What is needed: A word-for-word repetition of all the entries is required.

Stored dataset items
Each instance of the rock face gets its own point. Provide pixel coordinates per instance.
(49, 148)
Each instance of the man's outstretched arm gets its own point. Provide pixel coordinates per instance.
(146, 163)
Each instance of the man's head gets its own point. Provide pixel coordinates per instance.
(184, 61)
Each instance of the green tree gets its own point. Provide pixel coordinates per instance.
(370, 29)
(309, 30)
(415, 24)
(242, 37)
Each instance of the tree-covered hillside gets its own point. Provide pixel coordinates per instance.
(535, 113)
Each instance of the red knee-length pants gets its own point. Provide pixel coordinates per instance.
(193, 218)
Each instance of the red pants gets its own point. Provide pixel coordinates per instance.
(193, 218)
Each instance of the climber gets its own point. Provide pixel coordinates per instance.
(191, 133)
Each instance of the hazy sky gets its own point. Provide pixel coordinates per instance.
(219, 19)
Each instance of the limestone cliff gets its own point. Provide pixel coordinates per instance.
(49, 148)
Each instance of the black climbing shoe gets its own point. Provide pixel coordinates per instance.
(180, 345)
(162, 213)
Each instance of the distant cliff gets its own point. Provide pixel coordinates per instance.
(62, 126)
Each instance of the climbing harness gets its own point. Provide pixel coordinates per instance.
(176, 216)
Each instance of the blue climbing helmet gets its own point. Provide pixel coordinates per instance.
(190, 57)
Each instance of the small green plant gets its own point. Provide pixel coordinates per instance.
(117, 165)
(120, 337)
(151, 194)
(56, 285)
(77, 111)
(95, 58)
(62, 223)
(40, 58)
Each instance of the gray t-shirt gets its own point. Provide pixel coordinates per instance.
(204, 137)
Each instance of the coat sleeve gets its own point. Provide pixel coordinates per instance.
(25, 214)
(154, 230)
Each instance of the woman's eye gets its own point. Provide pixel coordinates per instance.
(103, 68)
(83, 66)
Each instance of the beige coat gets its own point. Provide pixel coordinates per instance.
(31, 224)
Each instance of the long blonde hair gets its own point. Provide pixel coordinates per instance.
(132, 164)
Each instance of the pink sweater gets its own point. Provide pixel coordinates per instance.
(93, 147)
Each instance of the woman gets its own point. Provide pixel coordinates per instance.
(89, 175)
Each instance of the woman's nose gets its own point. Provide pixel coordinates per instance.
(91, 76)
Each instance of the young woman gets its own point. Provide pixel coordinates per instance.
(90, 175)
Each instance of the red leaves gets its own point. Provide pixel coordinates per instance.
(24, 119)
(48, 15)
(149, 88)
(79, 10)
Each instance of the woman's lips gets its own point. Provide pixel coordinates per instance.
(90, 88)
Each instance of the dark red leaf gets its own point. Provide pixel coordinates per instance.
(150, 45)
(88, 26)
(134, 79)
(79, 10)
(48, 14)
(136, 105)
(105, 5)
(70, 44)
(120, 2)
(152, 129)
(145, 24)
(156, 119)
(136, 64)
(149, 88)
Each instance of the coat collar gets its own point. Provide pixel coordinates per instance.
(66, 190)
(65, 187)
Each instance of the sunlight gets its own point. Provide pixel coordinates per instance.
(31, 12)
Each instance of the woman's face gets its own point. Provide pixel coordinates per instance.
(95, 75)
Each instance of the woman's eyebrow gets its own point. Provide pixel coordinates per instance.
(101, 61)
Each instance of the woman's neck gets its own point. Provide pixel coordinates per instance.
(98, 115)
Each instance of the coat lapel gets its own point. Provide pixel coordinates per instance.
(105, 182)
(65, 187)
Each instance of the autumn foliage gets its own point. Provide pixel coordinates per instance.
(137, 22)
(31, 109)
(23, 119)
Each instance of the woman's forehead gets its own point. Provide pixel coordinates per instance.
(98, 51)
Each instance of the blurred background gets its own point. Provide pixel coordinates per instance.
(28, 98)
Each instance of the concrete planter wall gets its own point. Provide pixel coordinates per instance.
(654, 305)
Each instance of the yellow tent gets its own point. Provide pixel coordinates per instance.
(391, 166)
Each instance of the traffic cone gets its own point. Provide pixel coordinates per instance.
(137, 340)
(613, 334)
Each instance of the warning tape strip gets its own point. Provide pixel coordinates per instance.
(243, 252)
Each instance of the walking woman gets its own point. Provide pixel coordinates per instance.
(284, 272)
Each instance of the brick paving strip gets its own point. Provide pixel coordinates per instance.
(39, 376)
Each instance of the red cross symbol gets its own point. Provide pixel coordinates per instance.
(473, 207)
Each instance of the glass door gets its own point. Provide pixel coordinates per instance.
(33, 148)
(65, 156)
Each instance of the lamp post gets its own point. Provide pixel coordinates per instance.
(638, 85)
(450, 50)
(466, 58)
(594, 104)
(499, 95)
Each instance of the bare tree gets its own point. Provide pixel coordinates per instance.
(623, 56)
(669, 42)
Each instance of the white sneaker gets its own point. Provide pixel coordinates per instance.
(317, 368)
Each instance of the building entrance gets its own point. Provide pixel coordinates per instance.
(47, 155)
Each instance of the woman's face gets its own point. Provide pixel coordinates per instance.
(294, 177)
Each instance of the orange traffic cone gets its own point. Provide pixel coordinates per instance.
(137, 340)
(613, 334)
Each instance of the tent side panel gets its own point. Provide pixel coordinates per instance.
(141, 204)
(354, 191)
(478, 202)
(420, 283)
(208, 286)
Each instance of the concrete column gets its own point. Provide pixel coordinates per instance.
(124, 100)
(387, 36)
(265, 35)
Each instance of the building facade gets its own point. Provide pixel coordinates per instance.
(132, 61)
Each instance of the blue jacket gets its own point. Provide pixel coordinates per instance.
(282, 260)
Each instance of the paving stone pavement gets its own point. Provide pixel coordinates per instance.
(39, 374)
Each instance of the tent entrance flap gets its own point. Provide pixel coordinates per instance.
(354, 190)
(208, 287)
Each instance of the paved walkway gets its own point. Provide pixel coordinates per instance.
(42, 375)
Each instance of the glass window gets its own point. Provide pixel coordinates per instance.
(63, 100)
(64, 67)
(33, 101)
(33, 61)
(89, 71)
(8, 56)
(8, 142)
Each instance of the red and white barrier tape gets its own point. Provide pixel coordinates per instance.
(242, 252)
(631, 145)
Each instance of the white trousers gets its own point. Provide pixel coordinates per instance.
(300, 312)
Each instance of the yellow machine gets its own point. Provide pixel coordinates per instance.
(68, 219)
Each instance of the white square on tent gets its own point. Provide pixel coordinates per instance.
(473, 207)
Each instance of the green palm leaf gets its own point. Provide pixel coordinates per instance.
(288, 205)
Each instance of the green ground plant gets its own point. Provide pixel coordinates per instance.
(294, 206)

Answer section:
Each instance of the rock face gets its own point. Provide pixel coordinates per instance.
(49, 148)
Each instance of the man's outstretched arm gets its own point. Provide pixel coordinates per instance.
(146, 163)
Each instance of the man's head gets its own point. Provide pixel coordinates per instance.
(184, 61)
Each instance of the green tree gets its own point. Provide pixel coordinates per instance.
(370, 29)
(309, 30)
(415, 24)
(242, 37)
Each instance of the tree-covered hillside gets its own point. Provide pixel coordinates per instance.
(535, 113)
Each instance of the red knee-length pants gets its own point. Provide pixel coordinates per instance.
(193, 218)
Each instance of the red pants gets its own point. Provide pixel coordinates per instance.
(193, 218)
Each instance of the climber gets its own point. Provide pixel coordinates per instance.
(191, 133)
Each instance of the hazy sky gets its own point. Provide pixel coordinates per instance.
(219, 19)
Each instance of the limestone cliff gets its own point. Provide pixel coordinates per instance.
(49, 148)
Each instance of the black climbing shoe gets its own point. Provide pixel coordinates per instance.
(180, 345)
(162, 213)
Each instance of the distant cliff gets its own point. Provide pixel coordinates per instance.
(62, 126)
Each instance of the climbing harness gets its own point. Provide pixel coordinates per instance.
(176, 216)
Each instance of the blue climbing helmet gets its own point. Provide pixel coordinates per instance.
(190, 57)
Each instance of the small green plant gets its own point. Provide pixel coordinates per instance.
(117, 165)
(120, 337)
(151, 194)
(56, 285)
(77, 111)
(95, 58)
(62, 223)
(40, 58)
Each instance of the gray t-shirt gets its own point. Provide pixel coordinates per instance.
(204, 137)
Each instance of the coat sleeve gets its own point. Provide pixel coordinates per instance.
(25, 214)
(154, 230)
Each instance of the woman's eye gets its own point. Provide pixel coordinates per instance.
(103, 68)
(83, 66)
Each instance of the beige coat gets its own point. Provide pixel coordinates per instance.
(31, 224)
Each instance of the long blonde hair gets its own point. Provide pixel coordinates per instance.
(132, 164)
Each instance of the pink sweater gets its own point. Provide pixel coordinates per instance.
(93, 147)
Each instance of the woman gets its own point. Provide pixel coordinates per instance.
(89, 175)
Each instance of the woman's nose gets its own point. Provide pixel coordinates per instance.
(91, 76)
Each instance of the young woman gets its own point. Provide pixel coordinates per instance.
(90, 175)
Each instance of the red leaves gets its own point. Provide pixel coordinates per instance.
(24, 119)
(48, 15)
(149, 88)
(79, 10)
Each instance of the woman's lips gets its own point. Provide pixel coordinates per instance.
(90, 88)
Each instance of the dark red leaf gets its own point. Provide pixel coordinates per instance.
(150, 45)
(88, 26)
(134, 79)
(79, 10)
(48, 14)
(136, 105)
(105, 5)
(70, 44)
(120, 2)
(152, 129)
(145, 24)
(156, 119)
(136, 64)
(149, 88)
Each instance of the coat collar gets its own point. Provide pixel coordinates per instance.
(66, 190)
(65, 187)
Each instance of the sunlight gets its own point. Provide pixel coordinates per instance.
(31, 12)
Each instance of the woman's face gets its own point. Provide pixel coordinates per instance.
(95, 75)
Each instance of the woman's eyebrow gets its own point. Provide pixel coordinates per instance.
(101, 61)
Each instance of the woman's neck gets its own point. Provide pixel coordinates per instance.
(98, 115)
Each instance of the coat lapel gets its own point. Provide pixel coordinates per instance.
(105, 182)
(65, 187)
Each instance of the autumn foliage gets its own point. Provide pixel coordinates per instance.
(137, 22)
(31, 109)
(23, 119)
Each instance of the woman's forehead gets its own point. Provide pixel coordinates per instance.
(98, 51)
Each instance of the blurred background gets its own point. Provide pixel coordinates per instance.
(28, 98)
Each instance of the concrete planter wall gets its own point. Provide pixel coordinates per instance.
(654, 305)
Each instance of the yellow tent gets its own point. Provide pixel coordinates per instance.
(391, 166)
Each instance of the traffic cone gets its own point. Provide pixel coordinates per instance.
(137, 340)
(613, 334)
Each instance of the warning tape strip gets its own point. Provide pixel coordinates per instance.
(243, 252)
Each instance of the walking woman gets its own point. Provide pixel coordinates per instance.
(284, 272)
Each instance of the brick paving strip gets its own point. Provide pixel coordinates per instance.
(39, 376)
Each instance of the red cross symbol gets its own point. Provide pixel coordinates per instance.
(473, 207)
Each instance of the glass door gets its own point. Provide pixel coordinates per instance.
(33, 148)
(65, 156)
Each instance of the lamp post gets its own point. Provide pixel coordinates per instance.
(638, 85)
(450, 50)
(466, 58)
(594, 104)
(499, 95)
Each instance of the bare tree gets its own point. Provide pixel coordinates per instance.
(623, 56)
(669, 42)
Each instance of the white sneaker gets its own point. Provide pixel coordinates per instance.
(317, 368)
Each instance of the building entrance gets its own point. Provide pixel coordinates per instance.
(47, 155)
Each instance of the woman's face gets its own point. Provide pixel coordinates per instance.
(294, 177)
Each instance of the orange traffic cone gets its own point. Provide pixel coordinates per instance.
(137, 340)
(613, 334)
Each instance of the tent side panel gets its own point. Provide pixel coordinates per instance.
(141, 204)
(354, 191)
(478, 202)
(420, 283)
(208, 286)
Each instance of the concrete column gets its own point. Provide pixel coordinates per instance.
(124, 100)
(387, 36)
(265, 35)
Each instance of the building facade gets its own point. Provide pixel coordinates per instance.
(132, 61)
Each instance of the blue jacket gets its own point. Provide pixel coordinates per instance.
(282, 260)
Each instance of the paving stone pavement gets its own point. Provide pixel coordinates per instance.
(39, 374)
Each instance of the tent entrance flap gets its own point. Provide pixel coordinates per instance.
(354, 190)
(208, 287)
Each instance of the paved walkway gets its own point. Provide pixel coordinates per instance.
(42, 375)
Each instance of the glass window gets its own point. Provide pixel coordinates per instance.
(63, 100)
(64, 67)
(33, 101)
(33, 61)
(89, 71)
(8, 56)
(8, 142)
Each instance of the red and white barrier tape gets its own point. Provide pixel coordinates per instance.
(242, 252)
(631, 145)
Each instance of the white trousers gets its own point. Provide pixel coordinates per instance.
(300, 312)
Each instance of the yellow machine gets its own point. Provide pixel coordinates per instance.
(68, 219)
Each instance of the white square on tent gets its own point. Provide pixel coordinates per instance.
(473, 207)
Each instance of the green palm leaf gets its own point. Provide pixel coordinates per instance.
(288, 205)
Each instance of the green ground plant gets its own point. Provide pixel coordinates per instance.
(294, 206)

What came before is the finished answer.